• Task requirements:
Rewrite the listing from its start through the line containing "woman in red top", changing "endpoint" to "service" and keeping everything else the same.

• Material for this exercise:
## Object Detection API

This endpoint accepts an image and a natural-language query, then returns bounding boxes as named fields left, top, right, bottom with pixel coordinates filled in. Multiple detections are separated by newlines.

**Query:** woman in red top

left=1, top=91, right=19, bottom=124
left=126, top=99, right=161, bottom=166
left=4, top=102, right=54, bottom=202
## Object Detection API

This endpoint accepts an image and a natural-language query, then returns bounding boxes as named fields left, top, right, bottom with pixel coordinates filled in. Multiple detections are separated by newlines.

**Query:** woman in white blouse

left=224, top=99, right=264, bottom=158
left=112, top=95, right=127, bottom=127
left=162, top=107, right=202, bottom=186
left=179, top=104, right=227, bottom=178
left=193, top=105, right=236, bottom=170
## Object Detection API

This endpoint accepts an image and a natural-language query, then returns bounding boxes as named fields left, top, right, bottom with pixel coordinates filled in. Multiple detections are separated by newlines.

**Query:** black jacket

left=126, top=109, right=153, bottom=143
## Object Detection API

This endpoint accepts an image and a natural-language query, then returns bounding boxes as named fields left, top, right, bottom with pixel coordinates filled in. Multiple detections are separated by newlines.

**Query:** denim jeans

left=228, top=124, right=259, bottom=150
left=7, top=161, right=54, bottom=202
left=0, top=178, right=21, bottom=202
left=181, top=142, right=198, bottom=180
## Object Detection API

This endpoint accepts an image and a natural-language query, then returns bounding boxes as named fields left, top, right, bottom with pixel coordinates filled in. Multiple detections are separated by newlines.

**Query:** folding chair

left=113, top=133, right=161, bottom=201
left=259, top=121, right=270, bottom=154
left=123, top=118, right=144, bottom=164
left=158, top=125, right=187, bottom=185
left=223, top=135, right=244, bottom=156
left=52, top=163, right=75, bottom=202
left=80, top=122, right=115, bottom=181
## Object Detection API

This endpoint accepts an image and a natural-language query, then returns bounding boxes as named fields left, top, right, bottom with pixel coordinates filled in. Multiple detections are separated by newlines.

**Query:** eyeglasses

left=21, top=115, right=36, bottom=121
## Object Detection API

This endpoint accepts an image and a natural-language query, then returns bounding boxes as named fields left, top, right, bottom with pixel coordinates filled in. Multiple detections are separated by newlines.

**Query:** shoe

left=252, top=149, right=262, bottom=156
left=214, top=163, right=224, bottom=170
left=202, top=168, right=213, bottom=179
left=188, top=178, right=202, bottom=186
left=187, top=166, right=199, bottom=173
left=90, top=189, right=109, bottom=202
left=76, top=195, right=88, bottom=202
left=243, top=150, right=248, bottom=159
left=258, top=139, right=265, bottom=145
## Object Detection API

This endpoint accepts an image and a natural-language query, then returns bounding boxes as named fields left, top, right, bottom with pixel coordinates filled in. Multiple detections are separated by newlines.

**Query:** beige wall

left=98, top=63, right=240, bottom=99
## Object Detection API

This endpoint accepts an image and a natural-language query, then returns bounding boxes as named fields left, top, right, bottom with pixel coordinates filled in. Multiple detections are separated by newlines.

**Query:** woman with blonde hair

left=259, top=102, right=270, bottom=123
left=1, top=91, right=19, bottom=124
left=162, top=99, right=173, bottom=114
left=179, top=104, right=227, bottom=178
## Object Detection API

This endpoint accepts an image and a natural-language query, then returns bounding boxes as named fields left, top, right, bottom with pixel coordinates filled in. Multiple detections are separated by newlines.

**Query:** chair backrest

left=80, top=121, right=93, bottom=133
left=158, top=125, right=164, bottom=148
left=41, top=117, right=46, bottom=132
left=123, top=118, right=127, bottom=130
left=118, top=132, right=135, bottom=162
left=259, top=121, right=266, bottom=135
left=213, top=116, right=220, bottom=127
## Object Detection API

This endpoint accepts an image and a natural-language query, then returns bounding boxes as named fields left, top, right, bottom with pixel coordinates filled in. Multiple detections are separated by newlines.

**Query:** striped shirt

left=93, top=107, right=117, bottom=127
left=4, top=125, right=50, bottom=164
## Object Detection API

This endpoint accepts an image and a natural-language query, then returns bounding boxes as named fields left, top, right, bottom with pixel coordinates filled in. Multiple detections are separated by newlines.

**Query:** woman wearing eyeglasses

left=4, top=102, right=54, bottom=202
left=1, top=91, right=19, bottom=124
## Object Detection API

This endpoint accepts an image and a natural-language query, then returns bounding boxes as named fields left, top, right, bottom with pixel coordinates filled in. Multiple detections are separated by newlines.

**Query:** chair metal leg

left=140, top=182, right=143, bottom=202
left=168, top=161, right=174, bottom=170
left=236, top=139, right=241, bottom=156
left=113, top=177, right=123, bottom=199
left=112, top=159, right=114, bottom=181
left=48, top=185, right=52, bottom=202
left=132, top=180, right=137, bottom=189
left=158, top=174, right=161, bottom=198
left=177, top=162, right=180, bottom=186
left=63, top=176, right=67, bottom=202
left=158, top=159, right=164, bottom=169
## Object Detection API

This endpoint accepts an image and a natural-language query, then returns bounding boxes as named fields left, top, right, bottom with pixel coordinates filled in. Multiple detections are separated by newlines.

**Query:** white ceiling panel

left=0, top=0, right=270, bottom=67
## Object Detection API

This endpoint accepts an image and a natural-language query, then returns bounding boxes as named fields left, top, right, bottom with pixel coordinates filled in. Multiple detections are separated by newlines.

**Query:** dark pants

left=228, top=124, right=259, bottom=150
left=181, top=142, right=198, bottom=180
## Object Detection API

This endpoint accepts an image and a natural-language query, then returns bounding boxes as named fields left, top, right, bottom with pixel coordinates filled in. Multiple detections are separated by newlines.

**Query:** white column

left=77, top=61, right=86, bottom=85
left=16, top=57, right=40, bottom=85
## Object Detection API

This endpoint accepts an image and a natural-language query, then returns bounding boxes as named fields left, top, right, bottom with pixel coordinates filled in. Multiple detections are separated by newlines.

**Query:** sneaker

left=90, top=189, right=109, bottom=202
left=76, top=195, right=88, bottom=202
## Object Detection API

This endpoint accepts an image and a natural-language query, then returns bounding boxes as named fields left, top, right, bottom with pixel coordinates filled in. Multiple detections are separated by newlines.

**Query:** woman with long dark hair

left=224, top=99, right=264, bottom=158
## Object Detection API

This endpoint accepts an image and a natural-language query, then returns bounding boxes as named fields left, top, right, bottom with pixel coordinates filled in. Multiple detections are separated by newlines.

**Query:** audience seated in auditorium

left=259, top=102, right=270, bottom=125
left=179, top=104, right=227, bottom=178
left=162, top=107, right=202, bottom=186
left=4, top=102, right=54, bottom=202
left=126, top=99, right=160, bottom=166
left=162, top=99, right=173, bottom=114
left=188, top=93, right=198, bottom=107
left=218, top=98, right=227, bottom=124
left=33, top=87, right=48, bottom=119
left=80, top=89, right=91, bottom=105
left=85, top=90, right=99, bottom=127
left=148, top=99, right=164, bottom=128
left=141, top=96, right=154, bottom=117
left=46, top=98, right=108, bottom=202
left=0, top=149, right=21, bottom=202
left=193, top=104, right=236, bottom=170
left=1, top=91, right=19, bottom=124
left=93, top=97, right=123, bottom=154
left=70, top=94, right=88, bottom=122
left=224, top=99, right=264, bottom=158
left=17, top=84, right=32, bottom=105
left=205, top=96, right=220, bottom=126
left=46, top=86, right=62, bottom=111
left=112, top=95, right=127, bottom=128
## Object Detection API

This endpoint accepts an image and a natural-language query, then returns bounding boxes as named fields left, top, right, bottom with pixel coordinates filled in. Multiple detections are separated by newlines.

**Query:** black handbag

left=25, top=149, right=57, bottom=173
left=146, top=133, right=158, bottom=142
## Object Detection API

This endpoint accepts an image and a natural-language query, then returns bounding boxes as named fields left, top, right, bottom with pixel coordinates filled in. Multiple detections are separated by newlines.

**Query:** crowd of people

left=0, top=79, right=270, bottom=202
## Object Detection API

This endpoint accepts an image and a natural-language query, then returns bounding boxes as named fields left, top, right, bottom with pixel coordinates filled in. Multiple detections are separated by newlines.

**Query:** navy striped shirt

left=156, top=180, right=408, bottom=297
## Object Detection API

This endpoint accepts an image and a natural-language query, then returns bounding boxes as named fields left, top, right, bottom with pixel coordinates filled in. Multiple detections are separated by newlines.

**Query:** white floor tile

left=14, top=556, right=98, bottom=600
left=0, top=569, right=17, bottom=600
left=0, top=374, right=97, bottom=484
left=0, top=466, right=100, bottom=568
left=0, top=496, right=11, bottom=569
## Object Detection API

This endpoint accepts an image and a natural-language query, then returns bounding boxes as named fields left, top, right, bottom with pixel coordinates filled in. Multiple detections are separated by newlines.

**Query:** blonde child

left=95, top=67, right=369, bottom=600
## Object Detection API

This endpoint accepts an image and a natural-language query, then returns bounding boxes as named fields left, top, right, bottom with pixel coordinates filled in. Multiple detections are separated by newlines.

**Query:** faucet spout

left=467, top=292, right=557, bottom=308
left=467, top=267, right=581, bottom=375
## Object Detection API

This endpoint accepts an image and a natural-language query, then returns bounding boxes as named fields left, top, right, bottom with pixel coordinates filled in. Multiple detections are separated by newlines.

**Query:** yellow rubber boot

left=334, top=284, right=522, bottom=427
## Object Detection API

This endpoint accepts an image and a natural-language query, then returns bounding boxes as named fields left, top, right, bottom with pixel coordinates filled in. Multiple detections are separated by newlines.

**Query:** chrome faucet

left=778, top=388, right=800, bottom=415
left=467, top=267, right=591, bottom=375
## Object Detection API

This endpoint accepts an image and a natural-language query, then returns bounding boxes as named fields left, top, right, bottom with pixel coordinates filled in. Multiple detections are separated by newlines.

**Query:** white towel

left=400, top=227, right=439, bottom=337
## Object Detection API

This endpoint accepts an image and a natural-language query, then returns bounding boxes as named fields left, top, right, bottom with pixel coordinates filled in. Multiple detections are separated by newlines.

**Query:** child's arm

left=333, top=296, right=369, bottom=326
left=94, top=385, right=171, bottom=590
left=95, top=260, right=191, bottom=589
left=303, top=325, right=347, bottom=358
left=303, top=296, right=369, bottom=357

• Output:
## Object Detection API

This service accepts an image and a natural-language query, then returns bounding boxes as named fields left, top, right, bottom with pixel coordinates filled in. Multiple detections are separated by newlines.

**Query:** woman in red top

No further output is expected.